This task is to restate all of the entries exactly.

Top of SUPPLIED MATERIAL

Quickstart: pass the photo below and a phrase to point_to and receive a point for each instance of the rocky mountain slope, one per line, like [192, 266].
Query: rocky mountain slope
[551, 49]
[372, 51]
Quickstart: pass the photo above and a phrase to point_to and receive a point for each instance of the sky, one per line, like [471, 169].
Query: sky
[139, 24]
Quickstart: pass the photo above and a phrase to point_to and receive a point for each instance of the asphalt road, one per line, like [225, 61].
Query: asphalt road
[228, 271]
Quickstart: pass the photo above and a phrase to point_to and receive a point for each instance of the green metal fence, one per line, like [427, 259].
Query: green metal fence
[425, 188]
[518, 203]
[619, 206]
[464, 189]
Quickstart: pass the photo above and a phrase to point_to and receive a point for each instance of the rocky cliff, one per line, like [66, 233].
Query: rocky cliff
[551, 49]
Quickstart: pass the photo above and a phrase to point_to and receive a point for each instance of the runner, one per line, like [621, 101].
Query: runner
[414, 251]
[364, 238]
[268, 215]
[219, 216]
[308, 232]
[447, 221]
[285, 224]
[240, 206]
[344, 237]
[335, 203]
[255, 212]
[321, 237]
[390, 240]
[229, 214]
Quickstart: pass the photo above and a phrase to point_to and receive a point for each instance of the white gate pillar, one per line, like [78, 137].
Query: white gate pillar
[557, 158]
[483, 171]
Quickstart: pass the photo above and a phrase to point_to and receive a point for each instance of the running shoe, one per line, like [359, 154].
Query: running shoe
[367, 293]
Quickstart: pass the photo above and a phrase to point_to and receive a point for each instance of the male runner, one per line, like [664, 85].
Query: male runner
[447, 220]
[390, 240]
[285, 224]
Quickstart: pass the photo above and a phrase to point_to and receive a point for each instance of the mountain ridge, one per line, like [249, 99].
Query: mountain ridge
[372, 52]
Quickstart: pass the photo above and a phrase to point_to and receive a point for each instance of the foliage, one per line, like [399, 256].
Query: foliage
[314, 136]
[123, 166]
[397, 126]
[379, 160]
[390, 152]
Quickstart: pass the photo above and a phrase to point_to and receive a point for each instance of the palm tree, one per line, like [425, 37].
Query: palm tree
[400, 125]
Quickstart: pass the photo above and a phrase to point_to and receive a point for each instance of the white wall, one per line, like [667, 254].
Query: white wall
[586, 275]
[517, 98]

Bottom of SUPPLIED MATERIAL

> **WRITTEN SOLUTION**
Quickstart: pass the photo below and a phrase to point_to and receive a point for each instance of the rocky mountain slope, one per line, like [192, 266].
Query: rocky mountain slope
[551, 49]
[372, 51]
Quickstart: pass the photo above and a phrase to point_to and receive a point for each instance of the sky, one per line, like [471, 169].
Query: sky
[139, 24]
Quickstart: pass the photo above and a phrase to point_to and receive a point for each instance of the asphalt road, one per line, like [225, 61].
Query: asphalt road
[228, 271]
Quickstart: pass the photo above and a phrase to point_to and receive a point for each instance of the green metal fence, one per line, like [427, 259].
Query: green metal fence
[425, 188]
[518, 203]
[619, 206]
[464, 189]
Quickstart: pass the photo above and a phrase to point_to and receive a point for each instance of the rocky cliff, one per line, like [66, 233].
Query: rocky cliff
[551, 49]
Quickstart: pass the photo above and a phrase to point_to and receive a point for each instance of the runner, one per line, like [621, 101].
Query: runner
[414, 251]
[364, 238]
[268, 215]
[219, 216]
[308, 232]
[447, 221]
[285, 224]
[240, 206]
[344, 237]
[335, 203]
[255, 212]
[321, 237]
[390, 240]
[229, 214]
Quickstart: pass the photo above and a phrase to point_to and receive a point for each instance of the white gate pillar, one per line, like [78, 137].
Query: white gate pillar
[557, 158]
[483, 171]
Quickstart: pass the photo above and a phrase to point_to and receive a point for each instance of the running shoe, one per line, like [359, 154].
Query: running shoe
[367, 293]
Quickstart: pass the photo above and a phrase to point_to and receive a point for each instance of the male runner, one per line, like [664, 85].
Query: male runner
[447, 220]
[390, 240]
[285, 224]
Quickstart: pass the photo above and a phrase to point_to and receive a point for each instance of the mountain ridge, one per line, like [249, 99].
Query: mountain ridge
[372, 52]
Quickstart: pass the photo above and a phrase to point_to and receive a point for each instance of the foliage, one per line, like [399, 256].
Query: foliage
[314, 136]
[123, 166]
[397, 126]
[379, 160]
[390, 152]
Quickstart: pass the photo above and a phrase to point_to and receive a point for each instance of the palm tree, one per line, like [425, 37].
Query: palm tree
[400, 125]
Quickstart: pass the photo above and a phrase to point_to and receive a point for each instance of the white wall, one per line, like [667, 254].
Query: white wall
[586, 275]
[517, 98]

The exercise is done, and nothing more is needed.